▶ **PROBLEM DETAILS**:
Copy the following lines word for word, with no changes.
-- BEGIN INFORMATION PROVIDED --
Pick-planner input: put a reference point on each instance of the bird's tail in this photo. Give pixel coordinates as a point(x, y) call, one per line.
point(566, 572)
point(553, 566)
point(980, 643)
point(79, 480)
-- END INFORMATION PROVIDED --
▶ **WORKED ANSWER**:
Pick-planner input: put a reference point on each instance of the bird's tail in this photo. Give pixel coordinates as a point(x, y) call, one per line.
point(566, 572)
point(553, 566)
point(980, 643)
point(79, 480)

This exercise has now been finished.